REQUIREMENT → Could you retype the whole listing, word for word?

= Beginning of Section =

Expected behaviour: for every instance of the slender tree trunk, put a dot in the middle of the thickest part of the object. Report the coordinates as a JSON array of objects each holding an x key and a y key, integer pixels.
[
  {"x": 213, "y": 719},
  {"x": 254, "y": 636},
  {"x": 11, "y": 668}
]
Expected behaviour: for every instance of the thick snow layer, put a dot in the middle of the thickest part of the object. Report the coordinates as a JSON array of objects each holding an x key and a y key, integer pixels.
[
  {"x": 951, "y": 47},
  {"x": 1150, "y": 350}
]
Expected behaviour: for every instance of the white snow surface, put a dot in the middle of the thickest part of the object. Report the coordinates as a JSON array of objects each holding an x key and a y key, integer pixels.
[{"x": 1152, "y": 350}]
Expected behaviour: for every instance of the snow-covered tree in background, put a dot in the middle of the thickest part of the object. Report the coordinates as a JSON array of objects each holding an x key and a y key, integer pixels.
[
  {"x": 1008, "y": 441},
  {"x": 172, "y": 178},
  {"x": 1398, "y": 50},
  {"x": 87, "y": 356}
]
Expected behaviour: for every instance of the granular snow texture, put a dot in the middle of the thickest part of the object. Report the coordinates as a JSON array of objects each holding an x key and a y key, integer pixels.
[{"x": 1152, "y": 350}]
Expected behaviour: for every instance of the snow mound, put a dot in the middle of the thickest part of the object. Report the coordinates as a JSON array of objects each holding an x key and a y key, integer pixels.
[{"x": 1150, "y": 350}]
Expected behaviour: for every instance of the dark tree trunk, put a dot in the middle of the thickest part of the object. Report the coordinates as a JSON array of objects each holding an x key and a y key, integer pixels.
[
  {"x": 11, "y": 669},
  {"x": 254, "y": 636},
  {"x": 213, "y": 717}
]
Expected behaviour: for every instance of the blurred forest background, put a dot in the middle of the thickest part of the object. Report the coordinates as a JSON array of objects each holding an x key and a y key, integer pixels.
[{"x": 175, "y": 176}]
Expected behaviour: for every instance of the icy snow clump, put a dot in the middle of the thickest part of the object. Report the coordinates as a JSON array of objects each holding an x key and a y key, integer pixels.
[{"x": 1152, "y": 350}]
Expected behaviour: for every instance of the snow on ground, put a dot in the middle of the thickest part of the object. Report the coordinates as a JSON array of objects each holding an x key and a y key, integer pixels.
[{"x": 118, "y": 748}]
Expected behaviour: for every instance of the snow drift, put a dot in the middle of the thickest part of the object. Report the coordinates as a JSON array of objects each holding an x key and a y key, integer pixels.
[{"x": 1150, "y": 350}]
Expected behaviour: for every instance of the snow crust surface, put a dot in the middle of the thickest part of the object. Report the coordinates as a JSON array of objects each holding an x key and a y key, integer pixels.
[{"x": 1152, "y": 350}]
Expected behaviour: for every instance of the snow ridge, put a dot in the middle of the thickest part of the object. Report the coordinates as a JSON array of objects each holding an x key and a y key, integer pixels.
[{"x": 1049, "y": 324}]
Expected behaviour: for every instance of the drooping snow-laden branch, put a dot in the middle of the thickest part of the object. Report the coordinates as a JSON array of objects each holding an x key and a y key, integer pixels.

= End of Section =

TASK RESULT →
Expected behaviour: for every instance of the slender tree trunk, put a dot in the middle of the thickest part of the object. Report the coordinates as a JSON array of objects each holding an x key and a y key, integer pixels.
[
  {"x": 213, "y": 719},
  {"x": 254, "y": 636},
  {"x": 11, "y": 668}
]
Expected behaviour: for every instance of the thick snow layer, put a dot in the middle of the thickest part of the object. Report the coordinates as a JSON array of objects each holding an x key and a y key, integer pixels.
[
  {"x": 951, "y": 47},
  {"x": 1150, "y": 350}
]
Expected behaviour: for every instance of the white snow surface, put a dot in the middle of the thickest part of the object. Report the coordinates as a JSON array of objects each holding an x key and a y key, integer pixels.
[{"x": 1152, "y": 350}]
Expected behaviour: for every instance of the snow-covered tree in background, put a dot in the middle of the thickest part of the object. Report the coordinates as a JSON array of objects each holding an x key and a y key, integer pixels.
[
  {"x": 1008, "y": 441},
  {"x": 172, "y": 178},
  {"x": 1398, "y": 50},
  {"x": 87, "y": 356}
]
Expected behaviour: for every instance of the granular snow texture, put a dot in the middle of the thickest part of the object. Report the coordinates as a JSON array of objects each holding an x key and a y key, integer pixels.
[{"x": 1152, "y": 350}]
Expected behaviour: for every instance of the snow mound, put a dot in the middle of the thickest part of the object. Report the coordinates as a JSON array of objects each holding an x key and a y key, integer pixels.
[{"x": 1150, "y": 350}]
Expected behaviour: for every instance of the dark tree trunk, put a dot in the middle of the thickest part of the object. Report the coordinates as a JSON array of objects each holding an x key and a y key, integer pixels.
[
  {"x": 11, "y": 669},
  {"x": 254, "y": 636},
  {"x": 213, "y": 717}
]
Expected behaviour: for every instance of the blurred forest background, put a dot in the middle of the thickest part of the object. Report the coordinates as a JSON array of objects each holding an x key and a y key, integer pixels.
[{"x": 175, "y": 176}]
Expected behaviour: for every instance of the icy snow clump, put a dot in the middle of the thickest part of the object. Report the coordinates as a JSON array of objects each holding an x key and a y key, integer pixels.
[{"x": 1152, "y": 350}]
Expected behaviour: for every instance of the snow on ground, put a dot in the middle of the thickest part of the object. Report the coordinates as a JSON array of objects each holding an x key and a y key, integer pixels.
[{"x": 118, "y": 748}]
Expected behaviour: for every instance of the snow drift, put a dot in the middle of the thickest part of the object. Report the coordinates as a JSON array of objects each holding an x key and a y key, integer pixels.
[{"x": 1150, "y": 350}]
Expected behaviour: for every instance of the snow crust surface, put a dot in the middle of the thickest part of the object. Report the coordinates as a JSON array of objects each holding an x key and a y key, integer pixels.
[{"x": 1152, "y": 350}]
Expected behaviour: for every instance of the snow ridge, put a dot in the middle of the thickest part of the object. Report the coordinates as a JSON array of objects each holding an x key and a y key, integer pixels.
[{"x": 1049, "y": 324}]
Expected behaviour: for every instance of the drooping snow-laden branch, put a dot in the middle of the thickest part of the object. Report the coordinates as a JSON array of objects each holding an x key and a y key, integer pixels.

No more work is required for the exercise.